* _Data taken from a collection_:
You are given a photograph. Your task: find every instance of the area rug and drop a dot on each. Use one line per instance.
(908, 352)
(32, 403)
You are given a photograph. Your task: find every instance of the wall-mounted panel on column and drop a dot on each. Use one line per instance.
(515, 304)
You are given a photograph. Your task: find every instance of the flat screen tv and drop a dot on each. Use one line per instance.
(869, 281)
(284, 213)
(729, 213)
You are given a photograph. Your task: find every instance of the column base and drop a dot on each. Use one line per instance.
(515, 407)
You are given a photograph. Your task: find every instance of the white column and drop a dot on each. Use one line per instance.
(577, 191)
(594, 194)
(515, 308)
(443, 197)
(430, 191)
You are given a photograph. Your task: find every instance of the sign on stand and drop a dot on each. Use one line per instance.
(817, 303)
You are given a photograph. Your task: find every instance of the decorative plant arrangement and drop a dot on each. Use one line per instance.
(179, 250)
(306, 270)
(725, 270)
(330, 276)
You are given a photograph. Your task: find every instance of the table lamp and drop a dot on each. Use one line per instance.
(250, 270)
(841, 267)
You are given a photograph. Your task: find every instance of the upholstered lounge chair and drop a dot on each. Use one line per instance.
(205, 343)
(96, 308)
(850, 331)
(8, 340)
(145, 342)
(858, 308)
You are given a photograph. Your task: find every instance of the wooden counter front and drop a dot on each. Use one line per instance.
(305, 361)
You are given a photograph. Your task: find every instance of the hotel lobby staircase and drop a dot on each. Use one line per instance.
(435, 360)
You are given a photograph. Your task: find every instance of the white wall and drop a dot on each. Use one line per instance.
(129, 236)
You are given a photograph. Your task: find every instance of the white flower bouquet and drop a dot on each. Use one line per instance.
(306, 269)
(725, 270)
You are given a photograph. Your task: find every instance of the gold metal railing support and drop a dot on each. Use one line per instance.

* _To do_: Copy out every one of the entries above line for line, without changing a word.

* _Solution below_:
You are given a photograph. Your task: find every instance of the area rug and drop a dot on each. Use one line per instance.
(908, 352)
(32, 403)
You are given a photograph. Your task: find every instance of the wall-mounted panel on column and drop a dot on each. Use one line per instance.
(515, 304)
You are given a photograph. Your task: find every instance of the flat screen tv and drop a dot on each. Use one line per instance.
(869, 281)
(284, 213)
(729, 213)
You are given a photograph. Your task: find every instance of the column base and drop a dot on each. Use one line per instance.
(515, 407)
You are given a photograph. Your task: find every instance of the white column and drop a dot on each. Use one line per instance.
(577, 191)
(594, 194)
(515, 308)
(443, 197)
(430, 191)
You are given a photograph. Your task: find every instance of the sign on stand and drop a dot on each. Use one line per instance.
(817, 303)
You are given a photograph. Your task: find every instance of the decorative plant arrangement and drop a dot on each. Use one line per instance.
(179, 250)
(306, 270)
(725, 270)
(330, 276)
You are given a photograph. Your task: find every instance of the table lamp and drop a dot on each. Use one line per instance.
(250, 270)
(841, 267)
You are given a photograph. Your task: find every instance of the upholstered lounge chair and drop a dot on each. Use one line per instance.
(205, 343)
(96, 308)
(850, 331)
(8, 340)
(145, 342)
(858, 308)
You are given a photograph. Your task: find every instance of the wooden counter front and drop a dot on each. Use one line per instance.
(305, 361)
You are given a photograph. Your task: find every instance of the hotel lobby staircase and drop a dot on each. Use one line per instance.
(435, 360)
You are given a photograph. Your task: find every instance of the white wall and drop a dot on each. Use one line per instance.
(129, 236)
You are given a photograph. Your task: find every instance of the white flower bouquet and drop a dot on each. Use one line per instance.
(306, 269)
(725, 270)
You are given a photograph. Your task: find every instance of the gold metal railing support and drop a dot on each. Use one line per instance.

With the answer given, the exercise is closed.